◆ Task requirements:
From the line containing "the blue and" onward, every line of the entries is to be set down exactly, the last line included.

Saved entries
□ □ □ □ □ □ □

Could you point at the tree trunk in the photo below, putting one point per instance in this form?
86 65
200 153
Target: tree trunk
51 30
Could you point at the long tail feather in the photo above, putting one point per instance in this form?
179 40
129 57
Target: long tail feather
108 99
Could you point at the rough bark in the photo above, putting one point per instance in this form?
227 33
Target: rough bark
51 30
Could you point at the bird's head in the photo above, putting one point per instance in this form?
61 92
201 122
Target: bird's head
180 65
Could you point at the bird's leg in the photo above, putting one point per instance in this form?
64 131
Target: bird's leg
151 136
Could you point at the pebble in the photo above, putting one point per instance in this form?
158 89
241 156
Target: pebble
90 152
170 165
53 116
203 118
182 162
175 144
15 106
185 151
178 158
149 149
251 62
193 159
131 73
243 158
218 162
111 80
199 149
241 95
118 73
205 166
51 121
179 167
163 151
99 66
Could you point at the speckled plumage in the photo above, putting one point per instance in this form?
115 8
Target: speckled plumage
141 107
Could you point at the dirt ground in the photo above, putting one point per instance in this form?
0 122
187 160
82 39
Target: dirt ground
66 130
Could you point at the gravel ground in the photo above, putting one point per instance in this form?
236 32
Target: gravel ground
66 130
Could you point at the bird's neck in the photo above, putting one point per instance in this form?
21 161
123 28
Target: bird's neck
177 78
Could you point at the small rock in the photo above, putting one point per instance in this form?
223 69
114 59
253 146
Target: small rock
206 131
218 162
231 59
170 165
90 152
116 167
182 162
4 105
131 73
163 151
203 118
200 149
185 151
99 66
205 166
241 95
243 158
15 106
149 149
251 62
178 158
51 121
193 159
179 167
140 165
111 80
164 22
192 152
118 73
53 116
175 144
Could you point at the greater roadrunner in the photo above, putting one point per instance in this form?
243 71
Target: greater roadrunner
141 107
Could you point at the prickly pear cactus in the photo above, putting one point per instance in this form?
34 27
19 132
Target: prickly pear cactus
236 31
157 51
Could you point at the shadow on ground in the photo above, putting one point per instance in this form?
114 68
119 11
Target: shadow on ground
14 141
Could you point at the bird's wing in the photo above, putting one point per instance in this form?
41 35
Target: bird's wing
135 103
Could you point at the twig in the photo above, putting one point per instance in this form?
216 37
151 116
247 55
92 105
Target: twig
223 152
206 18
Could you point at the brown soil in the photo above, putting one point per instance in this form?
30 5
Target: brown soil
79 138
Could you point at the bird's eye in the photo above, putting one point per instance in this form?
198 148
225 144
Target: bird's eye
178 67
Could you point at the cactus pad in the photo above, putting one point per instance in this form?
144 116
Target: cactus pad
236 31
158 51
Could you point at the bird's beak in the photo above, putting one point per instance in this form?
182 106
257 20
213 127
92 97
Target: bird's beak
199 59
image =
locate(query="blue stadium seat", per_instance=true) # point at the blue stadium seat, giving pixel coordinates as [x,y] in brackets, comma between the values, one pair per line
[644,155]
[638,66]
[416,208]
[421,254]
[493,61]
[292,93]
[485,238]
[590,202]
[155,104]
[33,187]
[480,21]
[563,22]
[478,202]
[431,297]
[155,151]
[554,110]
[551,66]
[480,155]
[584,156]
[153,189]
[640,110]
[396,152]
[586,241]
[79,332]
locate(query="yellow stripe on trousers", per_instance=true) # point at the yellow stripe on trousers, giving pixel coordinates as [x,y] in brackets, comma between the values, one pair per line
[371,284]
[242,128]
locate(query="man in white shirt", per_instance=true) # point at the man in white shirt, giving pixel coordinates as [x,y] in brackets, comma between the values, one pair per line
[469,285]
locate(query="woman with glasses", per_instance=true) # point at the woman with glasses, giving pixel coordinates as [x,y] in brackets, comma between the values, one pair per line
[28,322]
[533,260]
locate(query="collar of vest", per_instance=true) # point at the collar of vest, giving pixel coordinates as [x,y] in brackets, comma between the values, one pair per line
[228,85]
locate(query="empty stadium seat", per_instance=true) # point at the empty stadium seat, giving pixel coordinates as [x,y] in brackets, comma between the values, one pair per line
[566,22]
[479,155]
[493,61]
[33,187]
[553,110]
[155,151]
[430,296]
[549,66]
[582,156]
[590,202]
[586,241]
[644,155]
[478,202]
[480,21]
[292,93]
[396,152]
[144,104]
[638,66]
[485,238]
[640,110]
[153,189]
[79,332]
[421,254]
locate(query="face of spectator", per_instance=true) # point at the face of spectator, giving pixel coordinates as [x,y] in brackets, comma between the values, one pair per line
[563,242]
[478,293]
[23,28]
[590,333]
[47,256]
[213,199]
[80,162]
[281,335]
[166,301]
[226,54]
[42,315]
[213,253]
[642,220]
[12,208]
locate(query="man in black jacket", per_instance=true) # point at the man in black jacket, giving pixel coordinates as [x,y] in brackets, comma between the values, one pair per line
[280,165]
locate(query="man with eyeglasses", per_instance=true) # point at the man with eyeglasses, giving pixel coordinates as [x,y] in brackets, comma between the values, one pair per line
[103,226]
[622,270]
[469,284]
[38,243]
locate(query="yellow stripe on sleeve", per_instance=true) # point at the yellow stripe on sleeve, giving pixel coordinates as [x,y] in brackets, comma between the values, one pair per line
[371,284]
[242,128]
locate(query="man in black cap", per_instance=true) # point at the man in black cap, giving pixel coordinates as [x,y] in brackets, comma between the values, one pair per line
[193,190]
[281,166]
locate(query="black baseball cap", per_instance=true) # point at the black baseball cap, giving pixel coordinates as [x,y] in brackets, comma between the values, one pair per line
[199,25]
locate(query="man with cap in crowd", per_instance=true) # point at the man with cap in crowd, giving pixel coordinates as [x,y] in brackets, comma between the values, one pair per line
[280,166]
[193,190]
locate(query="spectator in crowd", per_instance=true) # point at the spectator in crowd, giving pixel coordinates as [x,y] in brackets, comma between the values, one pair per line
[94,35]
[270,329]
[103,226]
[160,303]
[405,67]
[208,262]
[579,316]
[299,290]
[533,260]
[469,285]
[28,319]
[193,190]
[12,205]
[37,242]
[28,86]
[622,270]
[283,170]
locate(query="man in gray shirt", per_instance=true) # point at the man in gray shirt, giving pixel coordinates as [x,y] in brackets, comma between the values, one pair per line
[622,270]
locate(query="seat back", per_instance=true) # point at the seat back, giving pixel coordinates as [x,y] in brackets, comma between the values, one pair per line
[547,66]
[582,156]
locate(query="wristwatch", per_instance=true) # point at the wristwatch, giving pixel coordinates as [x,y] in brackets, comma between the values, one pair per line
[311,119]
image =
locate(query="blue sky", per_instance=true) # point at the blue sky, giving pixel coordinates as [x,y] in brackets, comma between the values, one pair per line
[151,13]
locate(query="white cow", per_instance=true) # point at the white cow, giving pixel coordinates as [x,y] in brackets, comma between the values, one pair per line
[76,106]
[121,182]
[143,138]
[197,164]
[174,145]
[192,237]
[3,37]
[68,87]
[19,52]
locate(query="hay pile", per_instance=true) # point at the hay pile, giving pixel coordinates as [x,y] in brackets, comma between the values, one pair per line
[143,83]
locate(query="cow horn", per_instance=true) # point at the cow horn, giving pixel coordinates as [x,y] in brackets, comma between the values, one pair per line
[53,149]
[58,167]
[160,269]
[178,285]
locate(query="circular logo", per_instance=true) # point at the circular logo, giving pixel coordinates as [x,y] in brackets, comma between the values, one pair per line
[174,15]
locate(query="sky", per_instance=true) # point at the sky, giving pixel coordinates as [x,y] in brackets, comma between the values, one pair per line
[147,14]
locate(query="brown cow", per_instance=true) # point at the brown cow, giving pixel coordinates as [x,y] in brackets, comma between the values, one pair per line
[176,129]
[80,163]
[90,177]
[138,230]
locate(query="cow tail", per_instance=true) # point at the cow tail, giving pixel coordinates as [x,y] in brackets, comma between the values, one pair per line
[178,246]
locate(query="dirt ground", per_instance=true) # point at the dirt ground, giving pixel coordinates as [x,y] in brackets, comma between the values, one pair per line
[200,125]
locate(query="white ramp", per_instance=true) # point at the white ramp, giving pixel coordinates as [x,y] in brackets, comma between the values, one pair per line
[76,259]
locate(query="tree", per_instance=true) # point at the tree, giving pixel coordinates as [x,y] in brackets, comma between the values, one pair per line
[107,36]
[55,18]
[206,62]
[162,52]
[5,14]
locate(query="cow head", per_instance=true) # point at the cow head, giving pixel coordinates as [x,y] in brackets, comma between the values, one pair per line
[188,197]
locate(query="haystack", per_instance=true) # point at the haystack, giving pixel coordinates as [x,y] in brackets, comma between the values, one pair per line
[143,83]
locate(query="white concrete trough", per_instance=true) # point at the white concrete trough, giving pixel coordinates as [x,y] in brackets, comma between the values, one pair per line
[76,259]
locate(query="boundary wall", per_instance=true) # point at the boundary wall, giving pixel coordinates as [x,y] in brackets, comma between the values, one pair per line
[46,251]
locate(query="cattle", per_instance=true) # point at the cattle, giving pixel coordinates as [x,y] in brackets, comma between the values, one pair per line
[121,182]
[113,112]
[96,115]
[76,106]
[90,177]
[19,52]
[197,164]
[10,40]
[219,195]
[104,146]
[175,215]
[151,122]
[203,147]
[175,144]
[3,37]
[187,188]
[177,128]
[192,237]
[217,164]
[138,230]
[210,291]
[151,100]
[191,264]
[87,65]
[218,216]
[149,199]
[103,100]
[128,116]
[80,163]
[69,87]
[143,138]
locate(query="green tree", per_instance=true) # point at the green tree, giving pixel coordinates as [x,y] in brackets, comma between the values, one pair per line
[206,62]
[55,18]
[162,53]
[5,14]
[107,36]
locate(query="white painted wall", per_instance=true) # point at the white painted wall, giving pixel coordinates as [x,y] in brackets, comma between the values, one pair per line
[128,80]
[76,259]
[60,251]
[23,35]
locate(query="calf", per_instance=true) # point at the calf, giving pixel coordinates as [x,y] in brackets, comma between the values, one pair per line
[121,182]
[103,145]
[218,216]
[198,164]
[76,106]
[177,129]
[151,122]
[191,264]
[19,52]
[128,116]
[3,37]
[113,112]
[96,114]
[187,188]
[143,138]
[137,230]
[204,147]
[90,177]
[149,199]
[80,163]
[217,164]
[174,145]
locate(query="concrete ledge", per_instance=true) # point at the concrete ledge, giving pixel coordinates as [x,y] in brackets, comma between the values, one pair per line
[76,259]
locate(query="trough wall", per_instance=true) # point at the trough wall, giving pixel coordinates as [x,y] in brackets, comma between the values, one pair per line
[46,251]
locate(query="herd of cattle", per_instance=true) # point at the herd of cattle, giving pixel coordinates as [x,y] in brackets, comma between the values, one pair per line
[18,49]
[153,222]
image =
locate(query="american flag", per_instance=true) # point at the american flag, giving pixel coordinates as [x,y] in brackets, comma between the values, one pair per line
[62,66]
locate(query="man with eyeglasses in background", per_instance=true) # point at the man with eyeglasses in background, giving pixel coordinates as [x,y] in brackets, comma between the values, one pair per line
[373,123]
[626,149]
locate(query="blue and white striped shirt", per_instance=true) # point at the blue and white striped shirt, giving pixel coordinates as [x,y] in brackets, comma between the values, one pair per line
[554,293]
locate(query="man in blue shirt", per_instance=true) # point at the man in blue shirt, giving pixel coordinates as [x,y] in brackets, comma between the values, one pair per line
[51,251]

□ □ □ □ □ □ □

◆ Result:
locate(query="blue and white striped shirt", per_instance=true) # point at the blue and white striped shirt, giving pixel coordinates as [x,y] in brackets, comma between the values, one pair per line
[554,293]
locate(query="man in blue shirt", per_instance=true) # point at the man in blue shirt, giving pixel coordinates as [x,y] in brackets, comma between the values, one pair per line
[51,251]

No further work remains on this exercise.